What you need to do:
Return the run of lines below that opens with the line containing "negative clicks: (385, 134)" and closes with the line containing "265L615 244L596 235L567", keeping each one exact.

(Material for the task begins)

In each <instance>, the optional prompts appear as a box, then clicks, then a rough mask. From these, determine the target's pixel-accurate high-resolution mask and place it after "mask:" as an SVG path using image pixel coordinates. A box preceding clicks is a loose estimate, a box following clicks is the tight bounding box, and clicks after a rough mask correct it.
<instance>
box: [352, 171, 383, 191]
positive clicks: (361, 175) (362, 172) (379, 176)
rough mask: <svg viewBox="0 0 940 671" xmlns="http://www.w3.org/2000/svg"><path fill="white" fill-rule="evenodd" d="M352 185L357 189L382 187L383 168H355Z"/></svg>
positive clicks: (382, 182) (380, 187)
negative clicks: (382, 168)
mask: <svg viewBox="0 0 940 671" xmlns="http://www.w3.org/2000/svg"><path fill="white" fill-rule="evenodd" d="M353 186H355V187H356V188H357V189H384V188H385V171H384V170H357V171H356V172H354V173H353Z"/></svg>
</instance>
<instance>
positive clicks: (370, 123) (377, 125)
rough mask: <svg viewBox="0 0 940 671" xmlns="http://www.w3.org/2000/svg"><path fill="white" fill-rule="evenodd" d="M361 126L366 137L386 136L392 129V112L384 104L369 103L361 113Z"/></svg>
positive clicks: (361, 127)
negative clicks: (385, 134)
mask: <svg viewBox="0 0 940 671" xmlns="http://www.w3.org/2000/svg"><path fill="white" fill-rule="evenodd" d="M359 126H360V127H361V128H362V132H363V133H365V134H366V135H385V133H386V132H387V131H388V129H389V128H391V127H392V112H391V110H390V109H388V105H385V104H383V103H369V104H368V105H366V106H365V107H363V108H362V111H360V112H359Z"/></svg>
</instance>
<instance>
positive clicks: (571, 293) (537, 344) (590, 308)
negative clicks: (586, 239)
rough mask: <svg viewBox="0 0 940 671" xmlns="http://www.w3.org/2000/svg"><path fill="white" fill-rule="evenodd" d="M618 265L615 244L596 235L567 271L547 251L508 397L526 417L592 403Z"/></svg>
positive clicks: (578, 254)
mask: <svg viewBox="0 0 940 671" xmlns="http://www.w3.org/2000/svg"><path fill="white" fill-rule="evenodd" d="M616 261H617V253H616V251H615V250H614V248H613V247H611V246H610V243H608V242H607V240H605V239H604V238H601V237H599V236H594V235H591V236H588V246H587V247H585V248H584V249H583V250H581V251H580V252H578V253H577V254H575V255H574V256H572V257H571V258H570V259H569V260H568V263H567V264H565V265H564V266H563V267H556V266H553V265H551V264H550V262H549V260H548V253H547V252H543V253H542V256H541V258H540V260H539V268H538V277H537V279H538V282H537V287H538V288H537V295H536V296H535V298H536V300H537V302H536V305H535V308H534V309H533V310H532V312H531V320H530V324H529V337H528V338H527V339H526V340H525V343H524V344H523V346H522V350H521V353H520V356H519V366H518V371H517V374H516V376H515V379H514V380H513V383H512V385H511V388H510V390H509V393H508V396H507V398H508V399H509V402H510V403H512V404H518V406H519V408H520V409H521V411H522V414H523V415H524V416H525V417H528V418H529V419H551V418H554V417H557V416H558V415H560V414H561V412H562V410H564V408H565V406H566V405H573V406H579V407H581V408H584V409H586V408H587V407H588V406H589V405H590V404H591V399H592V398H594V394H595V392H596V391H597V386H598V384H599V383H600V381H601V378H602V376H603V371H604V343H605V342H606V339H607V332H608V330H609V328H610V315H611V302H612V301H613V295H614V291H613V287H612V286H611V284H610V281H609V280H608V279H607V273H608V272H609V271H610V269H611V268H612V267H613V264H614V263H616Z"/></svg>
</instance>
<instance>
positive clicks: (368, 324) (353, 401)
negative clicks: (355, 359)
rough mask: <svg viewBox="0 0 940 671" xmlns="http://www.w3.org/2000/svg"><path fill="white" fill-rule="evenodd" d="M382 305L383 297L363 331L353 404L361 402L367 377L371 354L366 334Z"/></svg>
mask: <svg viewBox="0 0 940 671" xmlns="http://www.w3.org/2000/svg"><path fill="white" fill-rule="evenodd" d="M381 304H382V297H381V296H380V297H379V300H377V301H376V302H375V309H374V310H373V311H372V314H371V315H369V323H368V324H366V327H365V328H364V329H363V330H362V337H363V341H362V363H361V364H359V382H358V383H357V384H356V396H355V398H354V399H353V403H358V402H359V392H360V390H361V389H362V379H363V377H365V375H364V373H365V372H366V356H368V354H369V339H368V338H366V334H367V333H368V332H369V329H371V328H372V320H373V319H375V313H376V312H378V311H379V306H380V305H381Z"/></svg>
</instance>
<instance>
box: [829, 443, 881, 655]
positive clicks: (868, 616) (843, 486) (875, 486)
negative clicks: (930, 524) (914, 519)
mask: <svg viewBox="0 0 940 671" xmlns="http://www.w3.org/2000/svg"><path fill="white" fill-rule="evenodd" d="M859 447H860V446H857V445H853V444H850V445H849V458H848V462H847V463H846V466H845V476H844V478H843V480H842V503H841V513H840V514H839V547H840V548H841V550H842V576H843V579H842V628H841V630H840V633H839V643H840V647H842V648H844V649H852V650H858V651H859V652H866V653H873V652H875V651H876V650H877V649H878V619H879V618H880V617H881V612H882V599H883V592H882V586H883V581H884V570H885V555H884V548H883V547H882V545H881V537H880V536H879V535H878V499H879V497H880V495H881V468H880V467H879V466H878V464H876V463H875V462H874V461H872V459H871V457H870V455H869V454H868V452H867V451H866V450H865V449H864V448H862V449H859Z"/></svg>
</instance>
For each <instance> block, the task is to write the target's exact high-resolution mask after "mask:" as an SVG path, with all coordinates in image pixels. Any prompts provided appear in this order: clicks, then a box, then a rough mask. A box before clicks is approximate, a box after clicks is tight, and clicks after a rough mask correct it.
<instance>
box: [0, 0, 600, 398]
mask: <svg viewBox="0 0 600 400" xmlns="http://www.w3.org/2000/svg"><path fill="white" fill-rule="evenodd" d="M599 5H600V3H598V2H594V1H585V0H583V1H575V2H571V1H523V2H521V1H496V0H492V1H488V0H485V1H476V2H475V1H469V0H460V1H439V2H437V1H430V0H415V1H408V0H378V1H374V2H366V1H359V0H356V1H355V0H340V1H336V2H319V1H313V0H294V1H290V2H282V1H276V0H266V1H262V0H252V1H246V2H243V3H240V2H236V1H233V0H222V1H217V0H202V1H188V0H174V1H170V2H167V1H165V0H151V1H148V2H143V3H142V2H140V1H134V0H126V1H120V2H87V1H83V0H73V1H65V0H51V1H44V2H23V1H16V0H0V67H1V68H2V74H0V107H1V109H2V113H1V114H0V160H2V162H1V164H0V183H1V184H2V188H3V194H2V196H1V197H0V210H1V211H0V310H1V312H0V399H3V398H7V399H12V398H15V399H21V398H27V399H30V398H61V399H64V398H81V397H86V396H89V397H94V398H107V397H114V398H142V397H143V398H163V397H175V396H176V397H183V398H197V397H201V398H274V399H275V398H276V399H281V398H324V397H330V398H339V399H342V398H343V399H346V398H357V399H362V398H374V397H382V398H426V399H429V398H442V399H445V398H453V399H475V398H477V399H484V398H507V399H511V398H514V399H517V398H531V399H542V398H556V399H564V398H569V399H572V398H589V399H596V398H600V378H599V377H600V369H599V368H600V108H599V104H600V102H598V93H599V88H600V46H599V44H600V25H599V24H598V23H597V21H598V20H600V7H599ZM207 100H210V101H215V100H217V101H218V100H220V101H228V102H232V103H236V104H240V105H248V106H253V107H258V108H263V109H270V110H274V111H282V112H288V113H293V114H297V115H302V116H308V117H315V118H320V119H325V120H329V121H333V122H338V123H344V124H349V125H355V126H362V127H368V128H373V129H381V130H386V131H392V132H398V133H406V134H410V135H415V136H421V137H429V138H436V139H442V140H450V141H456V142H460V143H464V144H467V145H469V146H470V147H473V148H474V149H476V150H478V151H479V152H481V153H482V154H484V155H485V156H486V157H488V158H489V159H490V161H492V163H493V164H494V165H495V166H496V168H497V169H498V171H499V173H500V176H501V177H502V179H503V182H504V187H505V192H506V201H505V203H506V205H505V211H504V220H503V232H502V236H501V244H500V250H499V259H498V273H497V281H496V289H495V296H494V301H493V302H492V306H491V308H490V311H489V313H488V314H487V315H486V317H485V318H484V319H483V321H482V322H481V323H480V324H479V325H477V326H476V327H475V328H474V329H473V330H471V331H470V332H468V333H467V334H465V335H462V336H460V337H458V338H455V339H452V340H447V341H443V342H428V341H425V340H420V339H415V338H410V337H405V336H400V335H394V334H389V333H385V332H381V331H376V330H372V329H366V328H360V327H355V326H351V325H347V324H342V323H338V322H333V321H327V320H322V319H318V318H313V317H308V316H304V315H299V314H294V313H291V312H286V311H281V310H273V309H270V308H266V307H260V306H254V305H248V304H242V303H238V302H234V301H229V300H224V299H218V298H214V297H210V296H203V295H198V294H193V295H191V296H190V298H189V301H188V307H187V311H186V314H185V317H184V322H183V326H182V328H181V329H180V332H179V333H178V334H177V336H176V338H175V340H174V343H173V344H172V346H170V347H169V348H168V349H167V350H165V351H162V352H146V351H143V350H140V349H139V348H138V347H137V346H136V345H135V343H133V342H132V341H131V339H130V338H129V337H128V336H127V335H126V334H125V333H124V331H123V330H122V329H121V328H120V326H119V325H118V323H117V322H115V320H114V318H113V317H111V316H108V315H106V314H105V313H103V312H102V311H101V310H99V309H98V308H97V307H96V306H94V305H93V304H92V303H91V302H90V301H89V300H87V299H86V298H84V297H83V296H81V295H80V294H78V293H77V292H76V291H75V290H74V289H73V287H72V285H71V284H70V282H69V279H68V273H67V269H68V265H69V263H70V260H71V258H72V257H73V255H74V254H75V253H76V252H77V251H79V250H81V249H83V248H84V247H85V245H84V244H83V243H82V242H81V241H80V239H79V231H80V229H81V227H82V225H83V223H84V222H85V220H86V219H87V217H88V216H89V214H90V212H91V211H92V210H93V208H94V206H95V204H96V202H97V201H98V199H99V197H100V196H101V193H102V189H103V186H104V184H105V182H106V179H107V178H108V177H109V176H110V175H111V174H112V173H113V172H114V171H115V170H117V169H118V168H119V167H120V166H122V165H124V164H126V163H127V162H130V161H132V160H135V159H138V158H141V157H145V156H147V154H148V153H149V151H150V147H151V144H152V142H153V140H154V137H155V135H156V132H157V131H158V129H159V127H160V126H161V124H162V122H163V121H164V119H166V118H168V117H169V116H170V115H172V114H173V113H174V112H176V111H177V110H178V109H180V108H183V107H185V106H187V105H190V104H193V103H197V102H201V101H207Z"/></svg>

(Material for the task ends)

Result for this task:
negative clicks: (385, 134)
mask: <svg viewBox="0 0 940 671" xmlns="http://www.w3.org/2000/svg"><path fill="white" fill-rule="evenodd" d="M359 126H360V127H361V128H362V132H363V133H365V134H366V135H385V133H386V132H387V131H388V129H389V128H391V127H392V112H391V110H390V109H388V105H385V104H383V103H369V104H368V105H366V106H365V107H363V108H362V111H360V112H359Z"/></svg>
</instance>
<instance>
positive clicks: (571, 293) (537, 344) (590, 308)
negative clicks: (586, 239)
rough mask: <svg viewBox="0 0 940 671" xmlns="http://www.w3.org/2000/svg"><path fill="white" fill-rule="evenodd" d="M618 265L615 244L596 235L567 271L547 251L508 397L526 417L592 403Z"/></svg>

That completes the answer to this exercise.